Problem requirements - Display each line of the records below that contains the string "positive". Treat uppercase and lowercase letters as distinct.

○ ○ ○

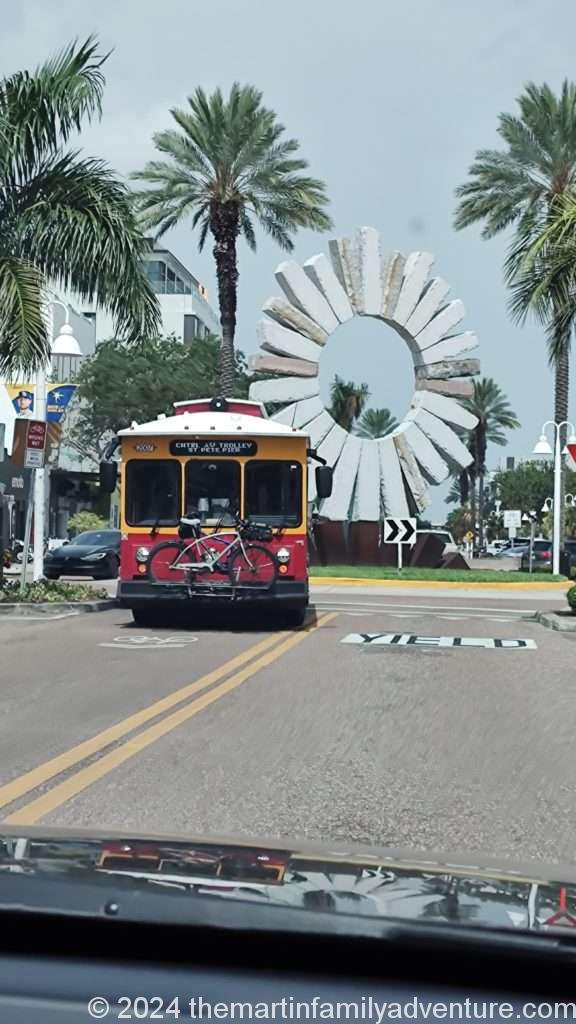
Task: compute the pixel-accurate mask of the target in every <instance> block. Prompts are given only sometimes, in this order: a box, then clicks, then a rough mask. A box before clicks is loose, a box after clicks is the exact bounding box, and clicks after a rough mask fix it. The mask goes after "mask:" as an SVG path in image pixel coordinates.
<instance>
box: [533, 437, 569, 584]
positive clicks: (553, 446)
mask: <svg viewBox="0 0 576 1024" xmlns="http://www.w3.org/2000/svg"><path fill="white" fill-rule="evenodd" d="M548 427H551V428H552V430H553V435H554V437H553V451H552V446H551V444H550V442H549V440H548V437H547V434H546V430H547V428H548ZM564 427H568V429H569V431H570V436H569V438H568V442H567V443H568V444H575V443H576V431H575V430H574V424H573V423H570V422H569V421H568V420H564V421H563V422H562V423H556V422H554V421H553V420H546V422H545V423H544V424H542V432H541V434H540V437H539V439H538V440H537V441H536V444H535V445H534V455H552V454H553V457H554V497H553V500H552V501H551V503H550V505H549V506H548V504H547V503H548V502H549V501H550V499H548V498H547V499H546V501H545V502H544V506H543V508H542V512H549V511H550V507H551V508H552V509H553V528H552V572H553V573H554V574H557V575H558V574H559V573H560V547H561V543H562V539H561V536H560V521H561V512H562V508H561V500H560V496H561V492H562V457H563V455H569V454H570V453H569V451H568V447H567V446H566V445H565V446H564V449H561V446H560V435H561V433H562V430H563V428H564Z"/></svg>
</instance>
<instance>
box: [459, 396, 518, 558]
mask: <svg viewBox="0 0 576 1024" xmlns="http://www.w3.org/2000/svg"><path fill="white" fill-rule="evenodd" d="M462 404H463V406H465V408H466V409H468V410H469V412H470V413H472V414H474V416H476V417H477V419H478V423H477V425H476V427H475V428H474V430H471V431H470V433H469V435H468V449H469V452H470V455H471V456H472V457H474V462H472V464H471V466H470V467H469V468H468V476H469V480H470V492H471V494H472V499H474V498H475V496H476V481H477V479H478V484H479V488H478V490H479V498H478V512H479V520H480V534H479V547H480V548H481V550H482V548H483V547H484V477H485V474H486V449H487V445H488V443H489V442H490V443H492V444H505V443H506V436H505V434H504V432H503V431H504V430H515V429H516V428H517V427H520V423H519V421H518V419H517V416H516V413H515V412H513V410H512V409H511V408H510V406H509V403H508V400H507V398H506V396H505V395H504V393H503V392H502V390H501V389H500V388H499V387H498V385H497V384H496V382H495V381H493V380H492V379H491V378H490V377H483V378H482V380H479V381H475V383H474V394H472V395H471V396H470V397H469V398H465V399H464V400H463V401H462Z"/></svg>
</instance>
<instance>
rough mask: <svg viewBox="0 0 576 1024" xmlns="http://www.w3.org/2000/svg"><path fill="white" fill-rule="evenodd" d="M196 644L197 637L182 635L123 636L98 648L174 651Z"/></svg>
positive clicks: (109, 641)
mask: <svg viewBox="0 0 576 1024" xmlns="http://www.w3.org/2000/svg"><path fill="white" fill-rule="evenodd" d="M197 642H198V637H190V636H187V635H184V634H175V635H174V636H169V637H158V636H137V637H125V636H124V637H114V640H110V641H105V642H102V643H99V644H98V647H115V648H116V649H117V650H176V649H178V648H182V647H188V646H190V644H193V643H197Z"/></svg>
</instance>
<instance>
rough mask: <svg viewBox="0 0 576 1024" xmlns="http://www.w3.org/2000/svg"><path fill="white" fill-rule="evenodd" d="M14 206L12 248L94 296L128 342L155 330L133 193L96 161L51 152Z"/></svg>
mask: <svg viewBox="0 0 576 1024" xmlns="http://www.w3.org/2000/svg"><path fill="white" fill-rule="evenodd" d="M12 206H13V207H15V210H12V214H13V215H12V216H8V217H7V222H8V224H9V225H10V231H9V234H8V242H9V245H10V247H11V249H12V251H13V252H17V253H18V254H19V255H20V256H22V257H24V258H25V259H27V260H28V261H29V262H31V263H34V264H35V265H36V266H37V267H38V268H39V270H41V271H42V272H43V273H44V275H45V276H46V278H47V279H49V280H50V281H53V282H55V283H57V284H58V285H59V286H60V287H61V288H63V289H65V290H69V291H72V292H76V293H78V294H79V295H80V297H81V298H82V299H84V300H88V301H90V300H92V299H95V298H97V301H98V303H99V304H100V305H101V306H102V307H104V308H106V309H108V310H109V311H110V312H111V313H112V315H113V316H114V317H115V319H116V323H117V328H118V331H119V332H120V333H121V336H122V337H124V338H125V339H126V340H127V341H134V340H137V339H138V338H139V337H141V336H142V335H150V336H154V335H157V334H158V332H159V330H160V313H159V308H158V302H157V299H156V296H155V294H154V292H153V290H152V287H151V285H150V283H149V282H148V279H147V276H146V273H145V271H143V267H142V257H143V255H145V241H143V238H142V236H141V233H140V231H139V229H138V227H137V223H136V219H135V216H134V211H133V208H132V202H131V198H130V195H129V193H128V190H127V188H126V187H125V186H124V185H123V184H121V183H120V182H119V181H118V180H117V179H116V178H115V176H114V175H113V173H112V172H111V171H110V169H109V168H108V167H107V166H106V165H105V164H104V163H102V162H101V161H95V160H80V159H79V158H78V157H77V156H76V155H75V154H69V155H67V156H65V157H59V156H58V157H55V158H54V159H53V160H52V161H51V162H48V163H47V164H46V165H45V166H44V168H43V172H42V174H40V175H38V176H37V177H36V178H34V179H33V180H32V181H30V182H29V185H28V187H27V188H26V189H23V191H22V193H20V194H19V195H18V197H17V199H16V200H14V202H13V204H12ZM8 242H6V241H5V243H4V244H8Z"/></svg>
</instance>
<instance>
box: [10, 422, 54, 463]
mask: <svg viewBox="0 0 576 1024" xmlns="http://www.w3.org/2000/svg"><path fill="white" fill-rule="evenodd" d="M45 444H46V424H45V423H44V421H43V420H26V419H16V421H15V422H14V438H13V442H12V455H11V457H10V458H11V462H12V465H13V466H19V467H24V468H25V469H39V468H41V467H42V466H43V465H44V447H45Z"/></svg>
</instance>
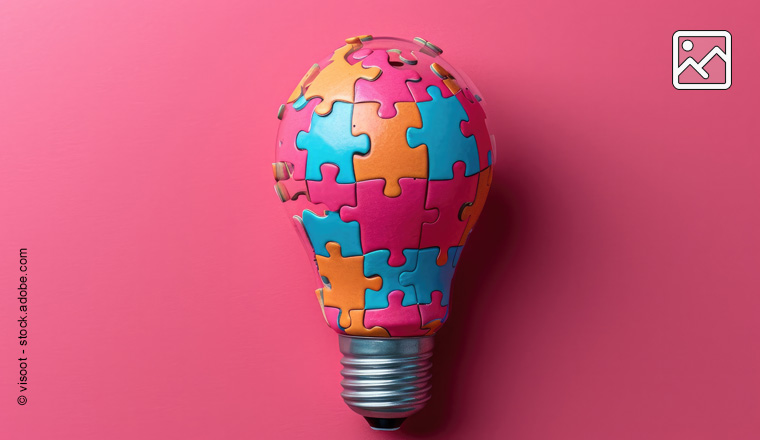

○ ○ ○

Exercise response -
positive clicks: (553, 446)
positive clicks: (109, 641)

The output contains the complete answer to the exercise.